# Microwave



## TurkeyBranch (Mar 12, 2009)

My microwave was on a recall list for being able to start itself and catch fire. Well, it did just that. It was great considering the appliance tech was standing right there. He was opening his little tool kit when the unit just started up and ran all on its own. Anyway, it burned up wires inside and the magnetron(?)

I need to replace it. Looking for advice on what is a good unit.
I was looking at this one Whirlpool

Or this one Dometic

*Or if anyone that has a 2002 28BHS can tell me what they have in theirs. I had the Samsung model MR5-492W*

Any sound advice would be appreciated. I really don't want to have to rework all the wood opening if at all possible.

By the way, Samsung was very nice about all of it. They sent me a check for the unit since they have nothing to replace it with. They really were helpful, don't see that much anymore from large companies.

[Records from a data source]
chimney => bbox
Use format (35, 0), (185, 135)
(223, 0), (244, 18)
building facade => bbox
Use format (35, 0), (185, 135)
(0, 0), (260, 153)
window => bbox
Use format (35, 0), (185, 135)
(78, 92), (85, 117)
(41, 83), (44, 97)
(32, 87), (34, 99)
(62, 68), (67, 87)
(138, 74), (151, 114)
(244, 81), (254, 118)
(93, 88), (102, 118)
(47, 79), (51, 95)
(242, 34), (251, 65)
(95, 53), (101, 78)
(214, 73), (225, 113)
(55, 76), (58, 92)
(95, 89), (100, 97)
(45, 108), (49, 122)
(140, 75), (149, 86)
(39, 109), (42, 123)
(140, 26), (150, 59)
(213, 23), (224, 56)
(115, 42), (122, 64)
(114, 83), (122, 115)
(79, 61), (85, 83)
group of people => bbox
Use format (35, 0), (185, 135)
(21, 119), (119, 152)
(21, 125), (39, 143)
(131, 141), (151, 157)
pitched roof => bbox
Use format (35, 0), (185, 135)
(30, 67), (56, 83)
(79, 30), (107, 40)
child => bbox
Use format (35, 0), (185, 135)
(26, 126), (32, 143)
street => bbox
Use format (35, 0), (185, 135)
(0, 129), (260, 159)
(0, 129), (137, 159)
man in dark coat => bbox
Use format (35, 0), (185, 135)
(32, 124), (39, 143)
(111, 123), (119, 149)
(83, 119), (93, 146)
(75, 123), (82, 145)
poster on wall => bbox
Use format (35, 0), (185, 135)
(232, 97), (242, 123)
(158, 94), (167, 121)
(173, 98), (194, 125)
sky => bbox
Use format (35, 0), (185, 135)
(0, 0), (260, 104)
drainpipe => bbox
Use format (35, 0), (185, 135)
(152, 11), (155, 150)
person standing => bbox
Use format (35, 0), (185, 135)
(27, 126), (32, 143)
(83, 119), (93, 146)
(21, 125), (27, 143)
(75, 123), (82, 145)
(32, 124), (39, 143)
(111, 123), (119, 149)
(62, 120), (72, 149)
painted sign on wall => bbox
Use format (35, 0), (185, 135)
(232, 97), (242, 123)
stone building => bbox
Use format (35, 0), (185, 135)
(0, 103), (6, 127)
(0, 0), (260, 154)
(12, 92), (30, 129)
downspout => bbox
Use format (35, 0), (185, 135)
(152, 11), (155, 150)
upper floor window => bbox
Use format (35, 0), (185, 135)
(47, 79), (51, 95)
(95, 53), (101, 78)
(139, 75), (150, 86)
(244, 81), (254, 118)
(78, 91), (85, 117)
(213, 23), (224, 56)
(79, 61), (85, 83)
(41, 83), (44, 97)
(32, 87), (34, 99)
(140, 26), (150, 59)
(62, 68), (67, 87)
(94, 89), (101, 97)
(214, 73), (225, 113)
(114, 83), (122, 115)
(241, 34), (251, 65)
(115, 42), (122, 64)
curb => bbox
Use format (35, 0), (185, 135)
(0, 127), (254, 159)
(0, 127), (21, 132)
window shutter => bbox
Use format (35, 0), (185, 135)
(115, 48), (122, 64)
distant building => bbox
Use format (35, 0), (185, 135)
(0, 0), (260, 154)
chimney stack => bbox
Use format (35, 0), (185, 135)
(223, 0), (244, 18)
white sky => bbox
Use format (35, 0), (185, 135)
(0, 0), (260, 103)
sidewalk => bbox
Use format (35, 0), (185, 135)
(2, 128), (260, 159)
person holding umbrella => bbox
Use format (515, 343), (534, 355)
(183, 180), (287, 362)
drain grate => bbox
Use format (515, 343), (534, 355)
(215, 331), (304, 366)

--

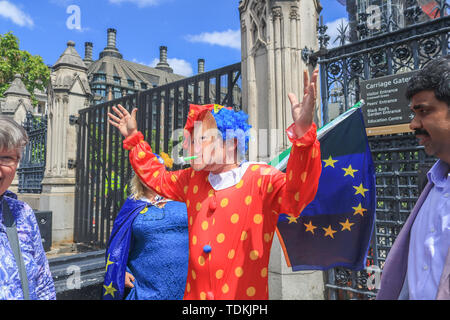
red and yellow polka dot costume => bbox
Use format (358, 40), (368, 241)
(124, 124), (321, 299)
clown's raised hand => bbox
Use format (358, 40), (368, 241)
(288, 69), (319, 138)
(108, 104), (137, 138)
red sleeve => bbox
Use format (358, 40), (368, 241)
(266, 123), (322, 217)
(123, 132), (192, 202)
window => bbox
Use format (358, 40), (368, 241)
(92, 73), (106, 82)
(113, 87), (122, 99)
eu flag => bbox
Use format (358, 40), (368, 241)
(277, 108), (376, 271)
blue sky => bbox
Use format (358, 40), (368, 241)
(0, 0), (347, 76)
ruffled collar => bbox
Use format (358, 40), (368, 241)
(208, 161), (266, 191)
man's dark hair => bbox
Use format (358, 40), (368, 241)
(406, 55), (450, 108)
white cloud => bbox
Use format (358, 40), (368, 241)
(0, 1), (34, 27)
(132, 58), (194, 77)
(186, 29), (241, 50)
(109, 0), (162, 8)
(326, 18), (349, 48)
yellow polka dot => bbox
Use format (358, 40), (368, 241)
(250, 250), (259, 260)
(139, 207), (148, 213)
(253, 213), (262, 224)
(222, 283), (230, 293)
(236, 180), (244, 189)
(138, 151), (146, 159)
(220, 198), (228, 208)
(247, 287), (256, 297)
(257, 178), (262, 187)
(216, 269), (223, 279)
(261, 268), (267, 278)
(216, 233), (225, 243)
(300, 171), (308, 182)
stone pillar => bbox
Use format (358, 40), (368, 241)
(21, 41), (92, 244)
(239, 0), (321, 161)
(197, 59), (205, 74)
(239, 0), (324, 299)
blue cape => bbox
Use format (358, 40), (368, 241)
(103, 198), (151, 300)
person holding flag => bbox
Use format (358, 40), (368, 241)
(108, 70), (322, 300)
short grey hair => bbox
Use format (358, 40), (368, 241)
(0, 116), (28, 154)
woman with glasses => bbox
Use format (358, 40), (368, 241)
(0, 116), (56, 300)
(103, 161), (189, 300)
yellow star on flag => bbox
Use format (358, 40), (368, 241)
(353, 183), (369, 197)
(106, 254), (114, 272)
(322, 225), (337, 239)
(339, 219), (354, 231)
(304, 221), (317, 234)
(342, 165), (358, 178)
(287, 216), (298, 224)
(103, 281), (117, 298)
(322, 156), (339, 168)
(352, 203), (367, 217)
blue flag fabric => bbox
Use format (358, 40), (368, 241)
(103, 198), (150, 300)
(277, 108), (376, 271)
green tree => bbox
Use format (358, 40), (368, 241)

==

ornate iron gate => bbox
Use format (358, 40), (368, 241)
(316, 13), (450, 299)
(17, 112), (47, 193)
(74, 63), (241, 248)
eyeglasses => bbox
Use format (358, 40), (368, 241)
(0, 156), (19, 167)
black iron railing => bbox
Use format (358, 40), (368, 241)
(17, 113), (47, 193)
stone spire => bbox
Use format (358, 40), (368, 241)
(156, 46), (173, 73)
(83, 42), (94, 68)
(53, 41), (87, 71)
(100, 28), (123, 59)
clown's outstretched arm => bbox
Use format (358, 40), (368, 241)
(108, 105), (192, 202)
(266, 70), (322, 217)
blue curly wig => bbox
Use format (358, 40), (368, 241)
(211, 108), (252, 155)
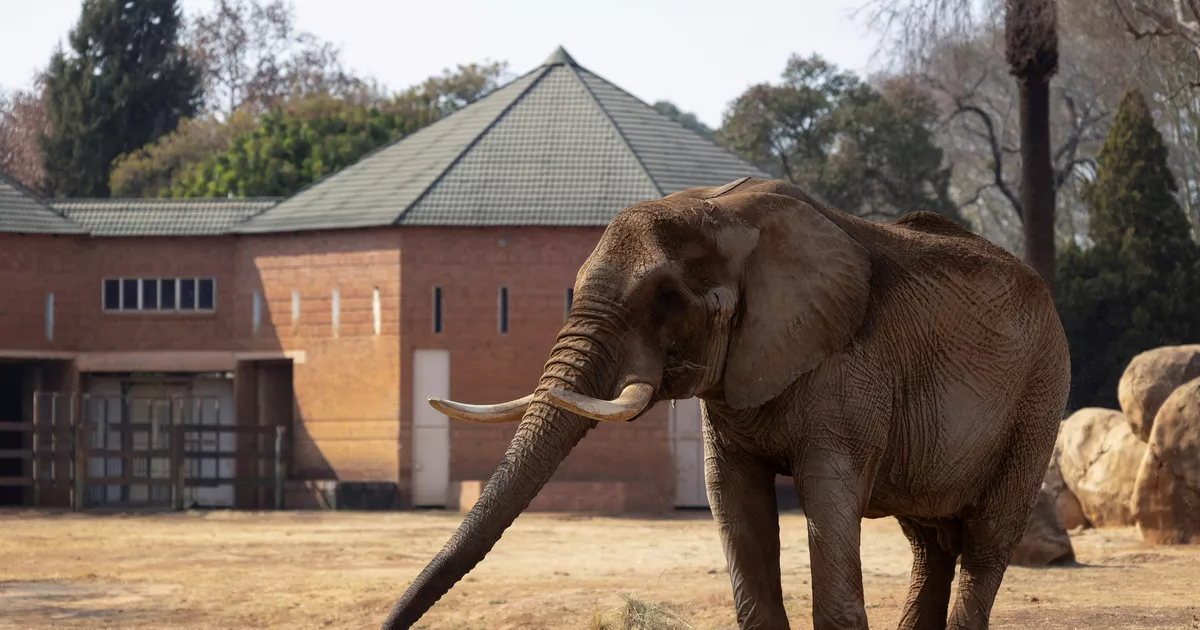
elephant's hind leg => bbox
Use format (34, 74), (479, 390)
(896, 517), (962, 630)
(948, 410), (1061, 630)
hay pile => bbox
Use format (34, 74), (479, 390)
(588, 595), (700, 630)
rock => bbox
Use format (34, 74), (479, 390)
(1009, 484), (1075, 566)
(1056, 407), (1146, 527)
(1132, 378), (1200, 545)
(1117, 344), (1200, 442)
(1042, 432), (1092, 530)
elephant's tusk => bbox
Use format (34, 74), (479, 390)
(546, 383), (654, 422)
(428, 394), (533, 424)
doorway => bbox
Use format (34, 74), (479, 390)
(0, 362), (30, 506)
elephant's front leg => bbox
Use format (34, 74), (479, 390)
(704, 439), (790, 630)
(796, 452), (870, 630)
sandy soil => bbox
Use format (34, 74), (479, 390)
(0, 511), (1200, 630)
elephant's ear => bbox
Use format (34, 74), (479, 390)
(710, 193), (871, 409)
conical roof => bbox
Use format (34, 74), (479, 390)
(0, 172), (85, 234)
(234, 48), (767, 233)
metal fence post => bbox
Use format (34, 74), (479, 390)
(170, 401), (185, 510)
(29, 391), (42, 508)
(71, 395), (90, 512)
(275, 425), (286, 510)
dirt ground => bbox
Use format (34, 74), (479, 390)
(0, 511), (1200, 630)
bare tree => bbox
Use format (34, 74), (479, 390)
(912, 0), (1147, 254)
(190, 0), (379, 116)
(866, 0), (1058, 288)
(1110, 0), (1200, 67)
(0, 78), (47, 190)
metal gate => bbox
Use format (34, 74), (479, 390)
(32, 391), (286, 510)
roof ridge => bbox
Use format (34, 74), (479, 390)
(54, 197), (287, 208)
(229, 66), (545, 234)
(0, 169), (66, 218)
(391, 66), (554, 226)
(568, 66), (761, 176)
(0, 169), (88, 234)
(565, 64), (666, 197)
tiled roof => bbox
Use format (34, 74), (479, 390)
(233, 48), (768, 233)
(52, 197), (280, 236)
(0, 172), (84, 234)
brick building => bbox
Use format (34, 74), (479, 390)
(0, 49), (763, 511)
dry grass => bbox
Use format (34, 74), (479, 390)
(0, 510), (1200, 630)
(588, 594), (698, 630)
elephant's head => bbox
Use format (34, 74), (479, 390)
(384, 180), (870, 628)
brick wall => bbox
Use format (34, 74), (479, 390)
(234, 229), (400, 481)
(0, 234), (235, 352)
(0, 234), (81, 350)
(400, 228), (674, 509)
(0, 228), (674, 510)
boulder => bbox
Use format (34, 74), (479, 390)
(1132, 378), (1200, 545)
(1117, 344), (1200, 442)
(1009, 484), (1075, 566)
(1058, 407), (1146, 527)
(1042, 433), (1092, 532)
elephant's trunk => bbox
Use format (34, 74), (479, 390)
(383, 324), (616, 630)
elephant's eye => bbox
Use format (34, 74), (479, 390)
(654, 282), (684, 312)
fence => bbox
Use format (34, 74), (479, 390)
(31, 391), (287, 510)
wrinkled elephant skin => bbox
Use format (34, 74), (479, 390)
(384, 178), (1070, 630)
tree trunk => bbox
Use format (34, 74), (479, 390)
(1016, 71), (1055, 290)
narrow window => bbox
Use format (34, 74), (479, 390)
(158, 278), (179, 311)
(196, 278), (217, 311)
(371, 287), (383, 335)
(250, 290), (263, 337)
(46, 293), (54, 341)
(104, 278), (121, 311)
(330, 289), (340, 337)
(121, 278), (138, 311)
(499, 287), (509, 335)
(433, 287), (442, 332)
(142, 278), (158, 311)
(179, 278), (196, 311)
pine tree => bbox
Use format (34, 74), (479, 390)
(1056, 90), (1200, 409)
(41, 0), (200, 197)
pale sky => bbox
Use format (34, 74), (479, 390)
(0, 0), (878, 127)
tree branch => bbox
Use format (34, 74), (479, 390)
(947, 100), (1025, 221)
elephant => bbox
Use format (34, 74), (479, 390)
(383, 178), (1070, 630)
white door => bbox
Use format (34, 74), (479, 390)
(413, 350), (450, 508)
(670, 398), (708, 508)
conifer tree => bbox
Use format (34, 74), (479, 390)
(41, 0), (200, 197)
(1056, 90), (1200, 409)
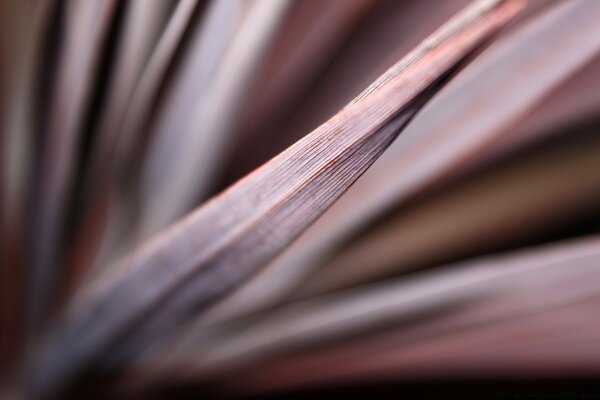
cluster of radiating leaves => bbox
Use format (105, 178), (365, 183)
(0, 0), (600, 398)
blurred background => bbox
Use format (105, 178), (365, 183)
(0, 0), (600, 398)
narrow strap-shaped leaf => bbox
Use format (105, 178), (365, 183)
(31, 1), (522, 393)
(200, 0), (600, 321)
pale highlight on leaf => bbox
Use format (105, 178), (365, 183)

WHAT YOU NEED TO DO =>
1. Rewrite the part of the microwave post that starts with the words containing "## TurkeyBranch (Mar" and ends with "from large companies.", putting "service technician" in place of "appliance tech".
2. Write the next part of the forum post about the recalled microwave, picking up after its final sentence.

ANSWERS TO THE TASKS =>
1.
## TurkeyBranch (Mar 12, 2009)

My microwave was on a recall list for being able to start itself and catch fire. Well, it did just that. It was great considering the service technician was standing right there. He was opening his little tool kit when the unit just started up and ran all on its own. Anyway, it burned up wires inside and the magnetron(?)

I need to replace it. Looking for advice on what is a good unit.
I was looking at this one Whirlpool

Or this one Dometic

*Or if anyone that has a 2002 28BHS can tell me what they have in theirs. I had the Samsung model MR5-492W*

Any sound advice would be appreciated. I really don't want to have to rework all the wood opening if at all possible.

By the way, Samsung was very nice about all of it. They sent me a check for the unit since they have nothing to replace it with. They really were helpful, don't see that much anymore from large companies.

2.
----------



## Nathan (Jan 2, 2007)

I'd make sure it was rated for rv's. Appliances take quite a beating as you go down a rough road.


----------



## TurkeyBranch (Mar 12, 2009)

Yeah, I am trying to make sure I find one for RV use.


----------



## CamperAndy (Aug 26, 2004)

Well I do not think that they do not want to share as much as they may not know. I honestly could not tell you what is my trailer without going out and looking at it. I have not had to replace one for so long I don't even know what they cost anymore.

Happy shopping and let us know what you get and how it works out.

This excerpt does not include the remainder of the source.